WHAT IS BEING ASKED:
Please copy out a portion of the records below without any changes. Begin at the line that contains "Task: set one pin on each instance of the fettuccine" and continue through the last line of the records.

Records from a data source
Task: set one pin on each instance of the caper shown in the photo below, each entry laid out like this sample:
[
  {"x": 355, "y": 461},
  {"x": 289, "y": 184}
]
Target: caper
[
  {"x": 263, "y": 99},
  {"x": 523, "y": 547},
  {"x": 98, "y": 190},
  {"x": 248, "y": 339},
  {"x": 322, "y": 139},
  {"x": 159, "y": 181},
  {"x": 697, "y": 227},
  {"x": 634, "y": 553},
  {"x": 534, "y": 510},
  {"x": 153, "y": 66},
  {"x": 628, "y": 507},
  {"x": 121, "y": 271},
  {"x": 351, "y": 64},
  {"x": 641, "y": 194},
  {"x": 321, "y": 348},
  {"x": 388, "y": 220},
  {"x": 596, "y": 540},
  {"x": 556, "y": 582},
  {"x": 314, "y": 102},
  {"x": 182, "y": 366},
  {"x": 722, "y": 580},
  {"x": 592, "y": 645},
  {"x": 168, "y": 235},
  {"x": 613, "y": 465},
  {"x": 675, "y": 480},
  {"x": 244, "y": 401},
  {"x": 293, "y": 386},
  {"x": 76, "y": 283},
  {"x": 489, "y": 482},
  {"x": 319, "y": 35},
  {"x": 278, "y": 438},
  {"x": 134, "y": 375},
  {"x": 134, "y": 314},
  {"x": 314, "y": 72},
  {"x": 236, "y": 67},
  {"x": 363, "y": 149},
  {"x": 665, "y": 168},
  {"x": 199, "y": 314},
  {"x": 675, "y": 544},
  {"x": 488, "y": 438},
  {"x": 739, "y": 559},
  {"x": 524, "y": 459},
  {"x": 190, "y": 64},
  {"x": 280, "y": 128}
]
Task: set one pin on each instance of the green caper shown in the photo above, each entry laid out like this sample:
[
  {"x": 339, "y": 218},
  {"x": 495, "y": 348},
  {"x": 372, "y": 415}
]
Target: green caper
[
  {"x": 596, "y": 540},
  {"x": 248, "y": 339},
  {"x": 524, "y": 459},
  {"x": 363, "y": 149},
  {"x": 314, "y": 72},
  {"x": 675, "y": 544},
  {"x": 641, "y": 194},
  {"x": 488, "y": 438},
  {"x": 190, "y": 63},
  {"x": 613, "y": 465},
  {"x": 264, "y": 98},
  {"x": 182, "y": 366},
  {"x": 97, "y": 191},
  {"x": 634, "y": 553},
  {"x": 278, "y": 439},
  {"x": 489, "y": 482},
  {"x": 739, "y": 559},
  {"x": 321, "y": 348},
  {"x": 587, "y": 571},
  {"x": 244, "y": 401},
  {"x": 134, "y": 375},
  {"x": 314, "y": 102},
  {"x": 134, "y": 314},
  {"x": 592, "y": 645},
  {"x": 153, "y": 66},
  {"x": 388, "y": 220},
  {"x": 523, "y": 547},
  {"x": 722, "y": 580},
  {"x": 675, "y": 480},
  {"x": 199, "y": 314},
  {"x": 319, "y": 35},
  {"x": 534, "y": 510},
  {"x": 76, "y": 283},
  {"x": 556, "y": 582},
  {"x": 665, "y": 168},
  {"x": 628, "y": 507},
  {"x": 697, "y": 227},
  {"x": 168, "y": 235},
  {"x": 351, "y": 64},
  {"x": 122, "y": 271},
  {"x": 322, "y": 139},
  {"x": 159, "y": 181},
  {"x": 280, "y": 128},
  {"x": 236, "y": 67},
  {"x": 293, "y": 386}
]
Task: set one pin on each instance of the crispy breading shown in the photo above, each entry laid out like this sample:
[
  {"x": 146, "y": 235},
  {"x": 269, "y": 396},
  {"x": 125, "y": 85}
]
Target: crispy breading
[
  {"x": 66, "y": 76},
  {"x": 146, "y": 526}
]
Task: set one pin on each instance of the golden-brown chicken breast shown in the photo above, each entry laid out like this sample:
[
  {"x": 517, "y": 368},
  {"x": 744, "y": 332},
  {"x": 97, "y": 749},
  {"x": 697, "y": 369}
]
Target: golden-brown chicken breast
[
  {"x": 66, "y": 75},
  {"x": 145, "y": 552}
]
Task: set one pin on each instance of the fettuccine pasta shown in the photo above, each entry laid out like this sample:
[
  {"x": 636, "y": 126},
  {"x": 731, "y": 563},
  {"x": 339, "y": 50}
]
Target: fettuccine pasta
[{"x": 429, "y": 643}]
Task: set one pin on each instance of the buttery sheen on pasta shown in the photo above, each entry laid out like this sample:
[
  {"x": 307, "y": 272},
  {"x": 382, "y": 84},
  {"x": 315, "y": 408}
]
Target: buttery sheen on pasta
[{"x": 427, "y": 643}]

EXPECTED ANSWER:
Task: set one pin on each instance of the fettuccine pasta shown in the photo above, each entry laid out like this sample:
[
  {"x": 636, "y": 126},
  {"x": 731, "y": 563},
  {"x": 339, "y": 50}
]
Target: fettuccine pasta
[{"x": 429, "y": 643}]
Task: set one pin on each instance of the buttery sheen on pasta shown in the photo above, each entry laid out like this sample:
[
  {"x": 307, "y": 272},
  {"x": 382, "y": 84},
  {"x": 315, "y": 408}
]
Target: buttery sheen on pasta
[{"x": 427, "y": 643}]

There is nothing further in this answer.